Report how many lines in the records below hold the word "blurred". Add nothing to the number.

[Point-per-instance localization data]
————

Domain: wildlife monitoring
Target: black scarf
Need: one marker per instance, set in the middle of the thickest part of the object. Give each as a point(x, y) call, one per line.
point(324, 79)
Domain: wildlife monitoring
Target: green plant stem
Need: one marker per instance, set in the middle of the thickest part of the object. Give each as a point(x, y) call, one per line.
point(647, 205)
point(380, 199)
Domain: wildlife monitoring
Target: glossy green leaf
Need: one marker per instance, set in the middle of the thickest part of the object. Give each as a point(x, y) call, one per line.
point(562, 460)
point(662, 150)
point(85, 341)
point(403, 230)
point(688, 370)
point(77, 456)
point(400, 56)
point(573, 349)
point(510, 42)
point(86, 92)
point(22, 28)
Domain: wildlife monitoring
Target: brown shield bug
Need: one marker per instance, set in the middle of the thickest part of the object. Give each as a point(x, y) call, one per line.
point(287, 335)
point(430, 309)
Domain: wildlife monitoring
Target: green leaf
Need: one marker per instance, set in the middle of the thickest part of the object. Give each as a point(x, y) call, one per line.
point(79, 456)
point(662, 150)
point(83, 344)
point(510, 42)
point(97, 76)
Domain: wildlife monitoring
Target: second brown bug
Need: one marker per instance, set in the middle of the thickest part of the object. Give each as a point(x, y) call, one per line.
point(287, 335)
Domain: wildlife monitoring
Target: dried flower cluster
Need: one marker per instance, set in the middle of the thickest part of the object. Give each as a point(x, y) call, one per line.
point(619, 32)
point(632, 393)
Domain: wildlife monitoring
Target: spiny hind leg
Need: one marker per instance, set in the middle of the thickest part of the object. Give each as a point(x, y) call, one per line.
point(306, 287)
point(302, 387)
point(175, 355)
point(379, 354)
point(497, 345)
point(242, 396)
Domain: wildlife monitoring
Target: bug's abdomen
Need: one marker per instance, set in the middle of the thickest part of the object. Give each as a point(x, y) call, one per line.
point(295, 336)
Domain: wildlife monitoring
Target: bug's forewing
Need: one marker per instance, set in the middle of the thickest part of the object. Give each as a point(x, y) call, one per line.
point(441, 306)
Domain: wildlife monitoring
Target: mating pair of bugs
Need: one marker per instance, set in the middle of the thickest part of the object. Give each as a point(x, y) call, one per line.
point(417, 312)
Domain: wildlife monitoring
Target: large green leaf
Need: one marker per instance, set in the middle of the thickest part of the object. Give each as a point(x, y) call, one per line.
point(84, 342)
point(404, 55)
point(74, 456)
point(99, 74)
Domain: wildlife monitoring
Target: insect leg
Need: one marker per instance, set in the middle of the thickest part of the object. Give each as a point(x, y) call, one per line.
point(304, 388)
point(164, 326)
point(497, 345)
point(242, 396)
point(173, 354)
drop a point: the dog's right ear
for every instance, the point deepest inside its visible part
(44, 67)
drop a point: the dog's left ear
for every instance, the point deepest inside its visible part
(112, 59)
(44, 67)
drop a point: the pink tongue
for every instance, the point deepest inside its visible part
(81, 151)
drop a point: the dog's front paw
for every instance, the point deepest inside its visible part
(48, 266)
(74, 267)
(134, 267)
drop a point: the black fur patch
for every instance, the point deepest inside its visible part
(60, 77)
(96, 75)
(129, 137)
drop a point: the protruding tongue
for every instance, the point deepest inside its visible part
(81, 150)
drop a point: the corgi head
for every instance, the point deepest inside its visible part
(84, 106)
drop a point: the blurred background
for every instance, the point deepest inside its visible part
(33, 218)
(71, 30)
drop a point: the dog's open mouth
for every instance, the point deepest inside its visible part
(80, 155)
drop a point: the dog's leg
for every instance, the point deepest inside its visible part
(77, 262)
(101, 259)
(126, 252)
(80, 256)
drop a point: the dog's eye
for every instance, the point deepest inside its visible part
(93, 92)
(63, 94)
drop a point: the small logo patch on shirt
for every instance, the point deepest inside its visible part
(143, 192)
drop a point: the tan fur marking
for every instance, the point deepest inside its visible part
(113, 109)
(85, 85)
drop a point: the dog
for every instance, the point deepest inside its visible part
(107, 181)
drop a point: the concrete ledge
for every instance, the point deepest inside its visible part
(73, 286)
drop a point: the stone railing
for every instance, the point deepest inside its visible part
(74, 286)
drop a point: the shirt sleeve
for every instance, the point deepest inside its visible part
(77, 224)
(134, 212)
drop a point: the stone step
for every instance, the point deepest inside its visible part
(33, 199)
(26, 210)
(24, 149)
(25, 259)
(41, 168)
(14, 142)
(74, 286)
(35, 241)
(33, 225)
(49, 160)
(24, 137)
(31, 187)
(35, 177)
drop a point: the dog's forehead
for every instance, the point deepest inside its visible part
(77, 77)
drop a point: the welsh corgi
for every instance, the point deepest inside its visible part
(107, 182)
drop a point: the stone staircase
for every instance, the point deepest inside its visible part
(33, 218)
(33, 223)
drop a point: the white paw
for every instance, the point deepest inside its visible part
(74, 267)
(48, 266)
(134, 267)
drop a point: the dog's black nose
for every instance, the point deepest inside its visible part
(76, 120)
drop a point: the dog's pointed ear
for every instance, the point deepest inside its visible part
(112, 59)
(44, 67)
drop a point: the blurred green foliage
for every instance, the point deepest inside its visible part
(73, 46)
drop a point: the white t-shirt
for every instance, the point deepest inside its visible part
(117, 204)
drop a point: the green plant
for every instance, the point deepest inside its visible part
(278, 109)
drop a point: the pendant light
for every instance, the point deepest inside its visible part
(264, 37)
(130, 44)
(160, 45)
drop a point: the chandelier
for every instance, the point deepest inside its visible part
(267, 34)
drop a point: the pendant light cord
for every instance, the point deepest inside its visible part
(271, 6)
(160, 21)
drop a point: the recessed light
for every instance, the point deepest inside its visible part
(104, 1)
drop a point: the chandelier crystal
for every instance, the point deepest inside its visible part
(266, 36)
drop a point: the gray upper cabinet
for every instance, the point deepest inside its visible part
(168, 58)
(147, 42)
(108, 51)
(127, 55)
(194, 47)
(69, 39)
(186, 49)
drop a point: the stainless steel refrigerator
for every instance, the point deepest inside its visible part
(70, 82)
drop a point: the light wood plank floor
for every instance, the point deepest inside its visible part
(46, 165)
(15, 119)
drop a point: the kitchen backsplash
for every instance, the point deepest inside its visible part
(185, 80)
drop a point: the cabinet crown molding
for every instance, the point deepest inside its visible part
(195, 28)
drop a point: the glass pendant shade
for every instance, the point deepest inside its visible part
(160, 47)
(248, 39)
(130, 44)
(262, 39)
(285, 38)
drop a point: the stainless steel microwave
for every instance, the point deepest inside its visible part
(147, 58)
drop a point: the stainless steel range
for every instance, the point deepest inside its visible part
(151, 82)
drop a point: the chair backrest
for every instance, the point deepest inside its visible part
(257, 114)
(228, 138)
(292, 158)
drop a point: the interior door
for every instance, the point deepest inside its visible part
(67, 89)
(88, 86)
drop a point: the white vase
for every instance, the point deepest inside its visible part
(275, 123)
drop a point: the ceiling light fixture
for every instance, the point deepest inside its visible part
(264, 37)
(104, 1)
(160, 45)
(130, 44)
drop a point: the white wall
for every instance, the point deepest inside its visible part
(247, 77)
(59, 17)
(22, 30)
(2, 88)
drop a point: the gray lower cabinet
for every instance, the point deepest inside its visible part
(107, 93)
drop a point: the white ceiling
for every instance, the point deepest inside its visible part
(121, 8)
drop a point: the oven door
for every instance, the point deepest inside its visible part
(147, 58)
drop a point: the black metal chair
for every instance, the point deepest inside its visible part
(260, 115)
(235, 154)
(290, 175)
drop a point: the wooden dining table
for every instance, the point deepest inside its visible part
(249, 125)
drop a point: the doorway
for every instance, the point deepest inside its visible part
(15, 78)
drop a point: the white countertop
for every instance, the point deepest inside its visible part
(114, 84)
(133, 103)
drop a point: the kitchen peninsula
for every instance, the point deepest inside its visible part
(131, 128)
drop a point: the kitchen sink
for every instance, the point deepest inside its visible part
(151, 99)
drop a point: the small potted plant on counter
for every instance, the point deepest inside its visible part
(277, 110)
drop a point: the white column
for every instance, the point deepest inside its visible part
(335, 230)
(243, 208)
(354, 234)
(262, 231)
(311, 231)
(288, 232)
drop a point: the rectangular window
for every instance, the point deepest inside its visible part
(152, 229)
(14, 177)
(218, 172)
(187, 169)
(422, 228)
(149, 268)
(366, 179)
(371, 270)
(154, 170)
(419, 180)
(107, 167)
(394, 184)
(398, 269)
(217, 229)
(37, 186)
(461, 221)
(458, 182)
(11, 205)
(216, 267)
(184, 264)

————

■ Answer to this task ■
2